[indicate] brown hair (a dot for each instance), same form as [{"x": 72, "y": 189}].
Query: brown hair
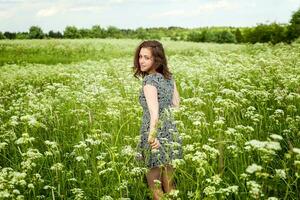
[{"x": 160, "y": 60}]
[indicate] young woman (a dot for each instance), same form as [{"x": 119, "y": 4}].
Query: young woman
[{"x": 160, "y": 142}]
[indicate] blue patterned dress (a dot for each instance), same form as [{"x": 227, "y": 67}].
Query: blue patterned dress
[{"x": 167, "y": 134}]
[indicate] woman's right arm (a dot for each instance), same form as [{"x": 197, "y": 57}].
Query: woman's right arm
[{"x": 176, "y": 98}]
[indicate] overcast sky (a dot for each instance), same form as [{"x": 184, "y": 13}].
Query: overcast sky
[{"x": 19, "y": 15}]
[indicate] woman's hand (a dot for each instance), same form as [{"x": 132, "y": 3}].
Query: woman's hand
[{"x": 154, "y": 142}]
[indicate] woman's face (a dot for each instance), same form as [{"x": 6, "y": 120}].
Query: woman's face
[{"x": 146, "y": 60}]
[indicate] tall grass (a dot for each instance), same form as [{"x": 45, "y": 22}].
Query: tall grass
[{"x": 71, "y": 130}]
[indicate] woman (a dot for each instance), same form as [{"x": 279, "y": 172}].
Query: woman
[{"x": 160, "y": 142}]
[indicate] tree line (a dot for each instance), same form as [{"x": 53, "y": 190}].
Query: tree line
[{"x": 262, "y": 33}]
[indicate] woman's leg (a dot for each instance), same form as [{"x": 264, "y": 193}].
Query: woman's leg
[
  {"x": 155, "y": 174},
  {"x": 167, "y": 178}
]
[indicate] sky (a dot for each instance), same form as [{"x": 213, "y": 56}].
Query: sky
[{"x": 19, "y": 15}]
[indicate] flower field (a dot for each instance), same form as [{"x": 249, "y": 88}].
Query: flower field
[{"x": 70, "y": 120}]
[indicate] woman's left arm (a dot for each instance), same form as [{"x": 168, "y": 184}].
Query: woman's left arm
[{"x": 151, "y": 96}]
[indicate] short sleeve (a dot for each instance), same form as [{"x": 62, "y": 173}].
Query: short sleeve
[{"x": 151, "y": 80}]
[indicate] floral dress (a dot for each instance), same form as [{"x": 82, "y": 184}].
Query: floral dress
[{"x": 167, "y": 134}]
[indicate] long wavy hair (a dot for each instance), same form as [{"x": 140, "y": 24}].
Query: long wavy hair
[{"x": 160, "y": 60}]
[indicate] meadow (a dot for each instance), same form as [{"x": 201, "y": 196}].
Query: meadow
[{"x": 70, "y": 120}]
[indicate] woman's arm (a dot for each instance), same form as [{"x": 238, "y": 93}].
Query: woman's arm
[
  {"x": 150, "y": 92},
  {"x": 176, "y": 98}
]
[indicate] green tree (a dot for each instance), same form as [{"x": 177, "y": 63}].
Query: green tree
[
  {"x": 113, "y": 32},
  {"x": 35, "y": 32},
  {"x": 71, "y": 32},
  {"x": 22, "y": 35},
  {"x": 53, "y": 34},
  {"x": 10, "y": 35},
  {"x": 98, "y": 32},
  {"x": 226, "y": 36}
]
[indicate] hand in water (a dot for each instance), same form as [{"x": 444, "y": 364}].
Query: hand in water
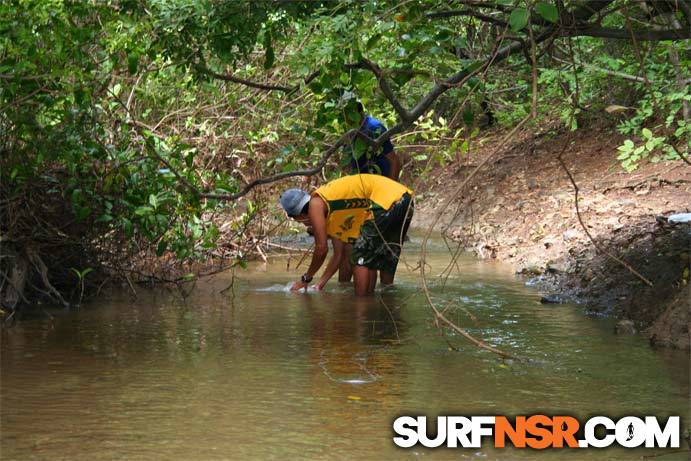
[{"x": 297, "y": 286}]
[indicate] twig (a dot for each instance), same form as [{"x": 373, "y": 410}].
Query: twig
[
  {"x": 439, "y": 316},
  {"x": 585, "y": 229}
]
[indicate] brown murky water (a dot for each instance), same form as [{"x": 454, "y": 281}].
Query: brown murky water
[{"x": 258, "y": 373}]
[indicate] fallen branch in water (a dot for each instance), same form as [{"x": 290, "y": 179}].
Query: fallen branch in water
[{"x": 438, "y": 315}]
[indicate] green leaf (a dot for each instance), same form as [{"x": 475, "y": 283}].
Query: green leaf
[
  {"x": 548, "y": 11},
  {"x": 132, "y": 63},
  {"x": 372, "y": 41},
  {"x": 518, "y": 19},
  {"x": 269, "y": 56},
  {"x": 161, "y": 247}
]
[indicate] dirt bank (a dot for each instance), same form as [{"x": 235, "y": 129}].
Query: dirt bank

> _WORK INSTRUCTIONS_
Duplicate all of the data above line for line, leaving out the pictures.

> _WRITTEN ANSWER_
[indicate] brown hair (a dot for each instance), same form as [{"x": 72, "y": 189}].
Query: brown hair
[{"x": 160, "y": 60}]
[indicate] young woman (a dot for each instance), same form as [{"x": 119, "y": 4}].
Query: young woman
[{"x": 160, "y": 142}]
[indicate] blue patterned dress (a dot for each instance), same form as [{"x": 227, "y": 67}].
Query: blue patterned dress
[{"x": 167, "y": 134}]
[indicate] woman's right arm (a dot for each instance), same form as [{"x": 197, "y": 57}].
Query: woman's right arm
[{"x": 176, "y": 98}]
[indicate] overcast sky (a dot for each instance), same form as [{"x": 184, "y": 13}].
Query: overcast sky
[{"x": 19, "y": 15}]
[indicate] woman's hand (a dot for each instance), same form as [{"x": 132, "y": 3}].
Query: woman's hand
[{"x": 154, "y": 142}]
[indicate] woman's face (a dot for each instance), same form as [{"x": 6, "y": 120}].
Query: woman's face
[{"x": 146, "y": 60}]
[indicate] tall grass (a dot for each instance), same form as [{"x": 45, "y": 22}].
Query: tall grass
[{"x": 71, "y": 130}]
[indicate] woman (a dot for each instance), same form as [{"x": 279, "y": 172}].
Query: woman
[{"x": 160, "y": 142}]
[indicate] tree line (a dot for each instance), same form as [{"x": 53, "y": 190}].
Query: tree line
[{"x": 262, "y": 33}]
[indicate] woman's leg (a dot for each instance), same form as [{"x": 264, "y": 193}].
Query: woman's leg
[
  {"x": 155, "y": 174},
  {"x": 167, "y": 178}
]
[indicate] sky (a dot for each instance), same form as [{"x": 213, "y": 56}].
Query: sky
[{"x": 19, "y": 15}]
[indicate] flower field (a dot for each instance), same form as [{"x": 249, "y": 88}].
Query: flower field
[{"x": 70, "y": 120}]
[indicate] woman's left arm (a dot for each instance), same form as [{"x": 168, "y": 184}].
Query: woman's left arm
[{"x": 151, "y": 96}]
[indicate] short sleeve (a dot for each instance), same form as [{"x": 62, "y": 173}].
Query: short sleeve
[{"x": 151, "y": 80}]
[indicate] floral dress (a dot for each instance), same form as [{"x": 82, "y": 184}].
Query: floral dress
[{"x": 167, "y": 134}]
[indicate] long wavy hair (a dot for each instance), same form as [{"x": 140, "y": 24}].
Query: long wavy hair
[{"x": 160, "y": 60}]
[indicate] meadow (a dot for each instance), same form as [{"x": 201, "y": 196}].
Query: meadow
[{"x": 70, "y": 120}]
[indicate] woman's arm (a dot for each instance), same form as [{"x": 238, "y": 93}].
Query: woman's arm
[
  {"x": 150, "y": 92},
  {"x": 176, "y": 98}
]
[indicate] green tree (a dot for each instance), same form as [{"x": 177, "y": 63}].
Query: green tree
[
  {"x": 113, "y": 32},
  {"x": 35, "y": 32},
  {"x": 71, "y": 32},
  {"x": 22, "y": 35},
  {"x": 53, "y": 34},
  {"x": 10, "y": 35},
  {"x": 98, "y": 32},
  {"x": 226, "y": 36}
]
[indicate] hand in water (a dot for each instance), same form as [{"x": 444, "y": 364}].
Query: hand in water
[{"x": 297, "y": 286}]
[indicate] twig (a dot for each instance), same form as [{"x": 373, "y": 410}].
Query: twig
[
  {"x": 439, "y": 316},
  {"x": 585, "y": 229}
]
[indicate] brown murky water (a dot for each instance), same form as [{"x": 454, "y": 281}].
Query: brown murky water
[{"x": 258, "y": 373}]
[indicate] fallen branch in water (a dot for each instance), same form as [{"x": 290, "y": 179}].
Query: fallen branch in water
[{"x": 438, "y": 315}]
[indicate] green leaf (a dot for each instance), same form as [{"x": 475, "y": 283}].
Query: green leaf
[
  {"x": 548, "y": 11},
  {"x": 132, "y": 63},
  {"x": 372, "y": 41},
  {"x": 518, "y": 19},
  {"x": 269, "y": 56},
  {"x": 161, "y": 247}
]
[indicate] dirt bank (a dot for each instance), same form as [{"x": 235, "y": 129}].
Query: dirt bank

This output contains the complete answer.